__OBJECTIVE__. Can you convert all of the records below into a Markdown table with the columns No. and Line, giving each line its own numbered row and leaving out blank lines?

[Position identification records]
(begin)

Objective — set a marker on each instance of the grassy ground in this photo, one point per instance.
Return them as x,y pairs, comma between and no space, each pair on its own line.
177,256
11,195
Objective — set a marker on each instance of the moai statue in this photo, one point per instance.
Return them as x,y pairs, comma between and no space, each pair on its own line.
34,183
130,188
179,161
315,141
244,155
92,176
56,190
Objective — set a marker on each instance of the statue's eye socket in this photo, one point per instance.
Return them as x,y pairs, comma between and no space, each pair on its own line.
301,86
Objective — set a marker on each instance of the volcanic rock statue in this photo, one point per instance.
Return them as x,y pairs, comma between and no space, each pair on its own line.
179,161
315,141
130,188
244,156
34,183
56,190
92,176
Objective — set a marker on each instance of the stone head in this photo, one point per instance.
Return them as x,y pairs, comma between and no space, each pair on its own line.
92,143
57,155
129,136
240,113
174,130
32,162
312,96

(end)

__COMPLETED EXERCISE__.
| No. | Line |
|---|---|
| 1 | Objective — set a marker on each instance of the grassy ground in this photo, one point per instance. |
| 2 | Return them as x,y pairs, comma between and no space, each pair on its own line. |
| 3 | 177,256 |
| 4 | 11,195 |
| 5 | Objective — set a marker on each instance of the moai statue in this photo, one point per instance. |
| 6 | Return them as x,y pairs, comma between and no space, each pair on its own line. |
| 7 | 34,183 |
| 8 | 130,188 |
| 9 | 179,161 |
| 10 | 315,141 |
| 11 | 244,155 |
| 12 | 92,176 |
| 13 | 56,190 |
| 14 | Objective — set a marker on each instance of the statue's eye socket in this photo, one point per instance. |
| 15 | Return them as x,y pairs, comma between and no space, each pair on its own line. |
| 16 | 301,86 |
| 17 | Objective — set a marker on each instance of the volcanic rock statue in this photo, one point per instance. |
| 18 | Return them as x,y pairs, comma between and no space, each pair on its own line. |
| 19 | 179,161 |
| 20 | 315,141 |
| 21 | 130,188 |
| 22 | 244,156 |
| 23 | 34,183 |
| 24 | 56,190 |
| 25 | 92,176 |
| 26 | Objective — set a marker on each instance of the stone head in this photo, one point per instance. |
| 27 | Return them as x,y pairs, comma between and no space, each pair on its own line. |
| 28 | 92,143 |
| 29 | 57,155 |
| 30 | 129,136 |
| 31 | 240,113 |
| 32 | 174,130 |
| 33 | 32,162 |
| 34 | 312,96 |